Lay out every line of the material below as a JSON list of strings, one string per line, with blank lines skipped and the pictures left out.

Saved entries
(begin)

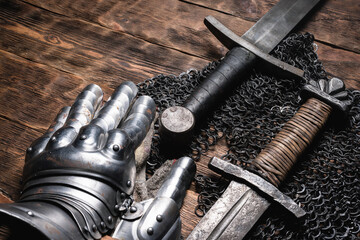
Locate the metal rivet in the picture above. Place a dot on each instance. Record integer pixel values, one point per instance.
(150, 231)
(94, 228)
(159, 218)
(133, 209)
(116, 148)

(end)

**Response for this exercise:**
[
  "Locate the metal rivet in the picture above. Place a dot on each instance. Record integer pixel values, one point per instance.",
  "(150, 231)",
  "(94, 228)",
  "(159, 218)",
  "(133, 209)",
  "(116, 148)"
]